Top of Passage for review
The Warner Estate is an area of housing in Walthamstow and Highams Park, Waltham Forest in East London. The area was developed by Thomas Courtenay Warner and the Warner Company.

==History==
Thomas Courtenay Warner inherited his father's estate in Walthamstow in 1875. He began developing the Clock House Estate (which he owned). His company, The Warner Estate Co. Ltd., was registered in 1891, and in 1897 he created another company which became Courtenay Building Ltd. to construct the housing. By 1900 housing had been built on Blackhorse Lane, as well as a business development of shops and offices on Walthamstow High Street. Warner built housing on the land himself, rather than selling it off. Warner also developed the Highams Estate in Highams Park during the 1930s.

In the 1970s, many properties were transferred to the Courtenay Building Ltd. and later in the 21st century properties were sold to private buyers (and the Warner Company expanded elsewhere). In 2001 745 tenanted and 350 leasehold properties (the remainder of the Warner Estate after the previous disposals were transferred to Circle 33 Housing Association.

The Warner Company went into administration in 2013. The company had provided social housing for over 110 years, at rents slightly higher than other local landlords "with the aim of attracting a better class of tenant". The rents included "rates, taxes and fire insurance for furniture", and also offered a high standard of maintenance.

==Design==
The homes were split into two flats. The paint scheme created a uniform appearance, and by 1900 these homes became somewhat sought after.

Between 1870 and 1914, the style was of a terrace of two-storey houses. These were built with yellow brick with red brick detailing, and the roofs were made of slate. Some properties had bay windows. The terraces at Highams Park had fanciful ornamentation picked out in white plaster. Many properties had front gardens.

The quality of the housing was high: It was "notable for the quality of their workmanship and are in distinctive styles, often in bold red brick, with gables, recessed porches, and tiled roofs".
Bottom of Passage for review
What you will do
Copy the part of the text about the Warner Estate from "In the 1970s, many" up to and including "33 Housing Association.", word for word.
Top of Information shown
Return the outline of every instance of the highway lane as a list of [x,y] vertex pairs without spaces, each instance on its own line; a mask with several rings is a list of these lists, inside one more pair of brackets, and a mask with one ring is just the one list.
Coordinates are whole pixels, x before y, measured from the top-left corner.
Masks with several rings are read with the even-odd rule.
Bottom of Information shown
Exercise response
In the 1970s, many properties were transferred to the Courtenay Building Ltd. and later in the 21st century properties were sold to private buyers (and the Warner Company expanded elsewhere). In 2001 745 tenanted and 350 leasehold properties (the remainder of the Warner Estate after the previous disposals were transferred to Circle 33 Housing Association.